> **Written problem**
How many lines in the listing below contain the string "silver"? Reply with only the number.

> **Input for this task**

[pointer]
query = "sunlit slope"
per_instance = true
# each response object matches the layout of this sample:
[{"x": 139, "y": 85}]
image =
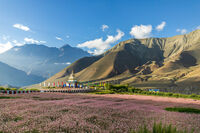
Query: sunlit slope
[{"x": 139, "y": 61}]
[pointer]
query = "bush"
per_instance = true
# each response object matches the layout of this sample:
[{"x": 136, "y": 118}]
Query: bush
[
  {"x": 32, "y": 89},
  {"x": 21, "y": 89},
  {"x": 193, "y": 96},
  {"x": 183, "y": 110},
  {"x": 13, "y": 89},
  {"x": 160, "y": 128},
  {"x": 118, "y": 88},
  {"x": 1, "y": 88}
]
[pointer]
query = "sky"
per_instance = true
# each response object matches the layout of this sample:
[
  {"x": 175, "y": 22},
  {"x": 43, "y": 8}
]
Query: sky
[{"x": 93, "y": 25}]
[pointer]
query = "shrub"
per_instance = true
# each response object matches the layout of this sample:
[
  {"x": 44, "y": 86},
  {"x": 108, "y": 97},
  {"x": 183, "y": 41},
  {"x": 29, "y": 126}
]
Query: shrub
[
  {"x": 160, "y": 128},
  {"x": 32, "y": 89},
  {"x": 21, "y": 89},
  {"x": 183, "y": 110},
  {"x": 193, "y": 96},
  {"x": 176, "y": 95},
  {"x": 1, "y": 88},
  {"x": 118, "y": 88},
  {"x": 13, "y": 89}
]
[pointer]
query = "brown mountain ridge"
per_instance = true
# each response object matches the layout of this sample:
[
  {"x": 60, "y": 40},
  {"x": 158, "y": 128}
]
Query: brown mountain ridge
[{"x": 150, "y": 62}]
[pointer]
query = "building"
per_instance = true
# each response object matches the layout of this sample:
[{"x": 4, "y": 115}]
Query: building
[{"x": 72, "y": 81}]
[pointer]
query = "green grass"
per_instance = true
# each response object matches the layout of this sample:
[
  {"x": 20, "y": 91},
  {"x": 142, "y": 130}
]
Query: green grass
[
  {"x": 6, "y": 97},
  {"x": 135, "y": 91},
  {"x": 183, "y": 110},
  {"x": 160, "y": 128}
]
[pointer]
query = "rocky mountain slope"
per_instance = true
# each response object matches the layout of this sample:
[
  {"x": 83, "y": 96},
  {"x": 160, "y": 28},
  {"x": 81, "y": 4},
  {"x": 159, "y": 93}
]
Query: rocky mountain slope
[
  {"x": 15, "y": 77},
  {"x": 150, "y": 62}
]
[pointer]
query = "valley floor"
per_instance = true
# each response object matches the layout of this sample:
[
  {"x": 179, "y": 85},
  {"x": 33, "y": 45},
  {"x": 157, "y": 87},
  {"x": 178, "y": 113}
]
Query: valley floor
[{"x": 58, "y": 112}]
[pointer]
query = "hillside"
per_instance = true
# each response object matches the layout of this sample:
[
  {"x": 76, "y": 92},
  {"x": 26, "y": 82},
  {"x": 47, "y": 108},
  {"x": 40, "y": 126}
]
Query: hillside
[
  {"x": 150, "y": 62},
  {"x": 41, "y": 60},
  {"x": 14, "y": 77}
]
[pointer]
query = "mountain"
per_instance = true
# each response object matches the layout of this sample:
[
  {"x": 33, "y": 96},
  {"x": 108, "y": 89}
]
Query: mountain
[
  {"x": 41, "y": 60},
  {"x": 14, "y": 77},
  {"x": 150, "y": 62}
]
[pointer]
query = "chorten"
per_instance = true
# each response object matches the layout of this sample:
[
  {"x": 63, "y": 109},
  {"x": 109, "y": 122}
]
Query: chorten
[{"x": 72, "y": 78}]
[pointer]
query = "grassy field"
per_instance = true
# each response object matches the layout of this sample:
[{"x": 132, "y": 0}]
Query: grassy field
[{"x": 58, "y": 112}]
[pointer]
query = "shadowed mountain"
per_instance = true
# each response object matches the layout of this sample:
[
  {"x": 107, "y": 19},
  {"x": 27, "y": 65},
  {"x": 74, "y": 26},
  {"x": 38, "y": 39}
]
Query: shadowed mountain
[
  {"x": 15, "y": 77},
  {"x": 40, "y": 59},
  {"x": 151, "y": 62}
]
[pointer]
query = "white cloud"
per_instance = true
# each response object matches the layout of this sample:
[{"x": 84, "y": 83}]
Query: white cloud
[
  {"x": 182, "y": 31},
  {"x": 31, "y": 40},
  {"x": 21, "y": 27},
  {"x": 5, "y": 46},
  {"x": 142, "y": 31},
  {"x": 17, "y": 43},
  {"x": 161, "y": 26},
  {"x": 104, "y": 26},
  {"x": 5, "y": 37},
  {"x": 67, "y": 63},
  {"x": 99, "y": 45},
  {"x": 58, "y": 38}
]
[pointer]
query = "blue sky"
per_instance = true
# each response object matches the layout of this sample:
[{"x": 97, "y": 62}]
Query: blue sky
[{"x": 79, "y": 22}]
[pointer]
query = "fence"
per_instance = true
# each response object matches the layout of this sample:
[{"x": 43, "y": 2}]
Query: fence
[{"x": 60, "y": 91}]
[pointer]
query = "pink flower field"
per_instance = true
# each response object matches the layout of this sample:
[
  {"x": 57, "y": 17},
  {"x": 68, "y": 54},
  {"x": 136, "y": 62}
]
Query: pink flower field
[{"x": 59, "y": 112}]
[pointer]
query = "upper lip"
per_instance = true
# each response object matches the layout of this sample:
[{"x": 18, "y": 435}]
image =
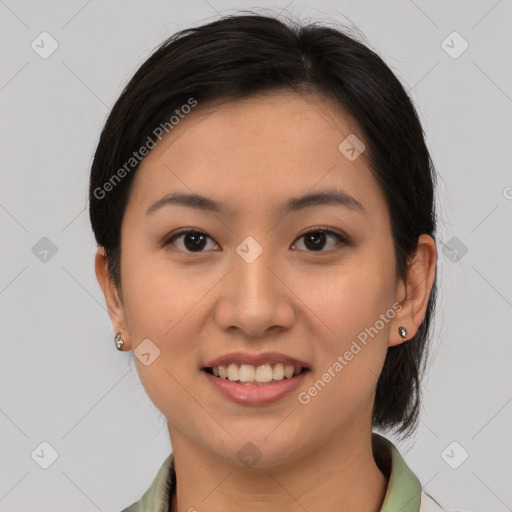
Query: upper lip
[{"x": 255, "y": 359}]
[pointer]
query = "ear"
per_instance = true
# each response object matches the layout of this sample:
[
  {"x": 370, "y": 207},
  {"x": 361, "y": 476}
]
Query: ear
[
  {"x": 413, "y": 294},
  {"x": 113, "y": 298}
]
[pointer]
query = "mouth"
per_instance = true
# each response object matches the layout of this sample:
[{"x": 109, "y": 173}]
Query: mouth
[{"x": 261, "y": 375}]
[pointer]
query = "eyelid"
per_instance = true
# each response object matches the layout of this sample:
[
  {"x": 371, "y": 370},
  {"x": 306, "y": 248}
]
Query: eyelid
[{"x": 342, "y": 238}]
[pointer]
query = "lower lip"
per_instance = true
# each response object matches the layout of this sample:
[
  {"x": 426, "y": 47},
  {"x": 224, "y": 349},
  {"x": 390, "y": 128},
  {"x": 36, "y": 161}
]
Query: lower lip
[{"x": 256, "y": 394}]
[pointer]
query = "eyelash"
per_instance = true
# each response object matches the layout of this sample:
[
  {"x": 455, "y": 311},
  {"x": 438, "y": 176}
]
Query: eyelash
[{"x": 342, "y": 240}]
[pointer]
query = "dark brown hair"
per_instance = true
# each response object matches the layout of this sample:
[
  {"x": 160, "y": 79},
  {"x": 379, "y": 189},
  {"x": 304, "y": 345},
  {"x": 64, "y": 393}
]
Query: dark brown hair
[{"x": 247, "y": 54}]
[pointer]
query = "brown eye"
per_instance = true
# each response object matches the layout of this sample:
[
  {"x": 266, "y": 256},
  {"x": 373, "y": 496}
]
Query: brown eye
[
  {"x": 316, "y": 240},
  {"x": 192, "y": 240}
]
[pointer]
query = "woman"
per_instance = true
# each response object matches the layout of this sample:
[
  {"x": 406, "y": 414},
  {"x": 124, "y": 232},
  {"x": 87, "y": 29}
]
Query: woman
[{"x": 263, "y": 201}]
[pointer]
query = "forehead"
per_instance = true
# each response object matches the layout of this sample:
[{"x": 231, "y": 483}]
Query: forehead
[{"x": 255, "y": 151}]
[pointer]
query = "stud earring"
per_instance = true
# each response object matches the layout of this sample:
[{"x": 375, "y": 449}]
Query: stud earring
[
  {"x": 403, "y": 332},
  {"x": 119, "y": 341}
]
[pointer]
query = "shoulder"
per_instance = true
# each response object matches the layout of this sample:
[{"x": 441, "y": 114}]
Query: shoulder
[
  {"x": 428, "y": 504},
  {"x": 157, "y": 497}
]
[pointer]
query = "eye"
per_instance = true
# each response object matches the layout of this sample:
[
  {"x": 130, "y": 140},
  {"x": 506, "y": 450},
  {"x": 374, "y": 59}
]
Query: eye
[
  {"x": 193, "y": 240},
  {"x": 315, "y": 240}
]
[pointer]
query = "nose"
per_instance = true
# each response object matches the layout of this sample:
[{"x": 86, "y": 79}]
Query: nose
[{"x": 255, "y": 298}]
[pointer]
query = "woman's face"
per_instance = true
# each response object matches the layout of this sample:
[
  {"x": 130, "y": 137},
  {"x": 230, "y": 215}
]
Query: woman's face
[{"x": 254, "y": 283}]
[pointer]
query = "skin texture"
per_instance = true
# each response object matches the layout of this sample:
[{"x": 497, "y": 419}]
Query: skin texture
[{"x": 252, "y": 155}]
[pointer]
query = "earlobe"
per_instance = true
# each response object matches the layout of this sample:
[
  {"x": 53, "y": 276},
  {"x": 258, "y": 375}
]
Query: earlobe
[
  {"x": 414, "y": 294},
  {"x": 112, "y": 298}
]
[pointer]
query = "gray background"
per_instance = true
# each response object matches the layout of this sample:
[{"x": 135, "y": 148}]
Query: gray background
[{"x": 62, "y": 380}]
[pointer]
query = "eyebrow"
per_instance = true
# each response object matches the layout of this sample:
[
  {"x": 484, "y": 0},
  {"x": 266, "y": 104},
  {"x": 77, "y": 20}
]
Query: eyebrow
[{"x": 294, "y": 204}]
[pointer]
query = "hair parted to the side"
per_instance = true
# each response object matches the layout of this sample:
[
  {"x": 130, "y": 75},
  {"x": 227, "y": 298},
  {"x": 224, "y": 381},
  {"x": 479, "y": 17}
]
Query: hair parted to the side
[{"x": 247, "y": 54}]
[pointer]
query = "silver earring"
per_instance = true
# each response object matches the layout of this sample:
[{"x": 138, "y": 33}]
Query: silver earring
[{"x": 119, "y": 341}]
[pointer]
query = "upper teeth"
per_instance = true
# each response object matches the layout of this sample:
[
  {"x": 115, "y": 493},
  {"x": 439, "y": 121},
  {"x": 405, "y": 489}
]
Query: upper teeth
[{"x": 251, "y": 373}]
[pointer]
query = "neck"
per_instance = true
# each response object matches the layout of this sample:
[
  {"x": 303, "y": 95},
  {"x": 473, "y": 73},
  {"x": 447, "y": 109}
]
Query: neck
[{"x": 340, "y": 475}]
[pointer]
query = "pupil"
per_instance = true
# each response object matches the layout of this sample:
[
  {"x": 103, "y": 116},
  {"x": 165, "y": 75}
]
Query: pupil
[
  {"x": 315, "y": 238},
  {"x": 197, "y": 244}
]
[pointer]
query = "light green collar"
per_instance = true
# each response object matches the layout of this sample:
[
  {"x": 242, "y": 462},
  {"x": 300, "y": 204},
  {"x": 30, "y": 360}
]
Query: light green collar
[{"x": 403, "y": 493}]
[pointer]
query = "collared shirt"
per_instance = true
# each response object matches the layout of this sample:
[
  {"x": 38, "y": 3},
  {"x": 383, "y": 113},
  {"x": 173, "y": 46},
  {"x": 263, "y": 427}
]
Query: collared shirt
[{"x": 404, "y": 492}]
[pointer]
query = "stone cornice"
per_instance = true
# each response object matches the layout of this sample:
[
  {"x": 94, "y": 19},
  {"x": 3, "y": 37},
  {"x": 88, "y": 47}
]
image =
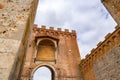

> **Problem solution**
2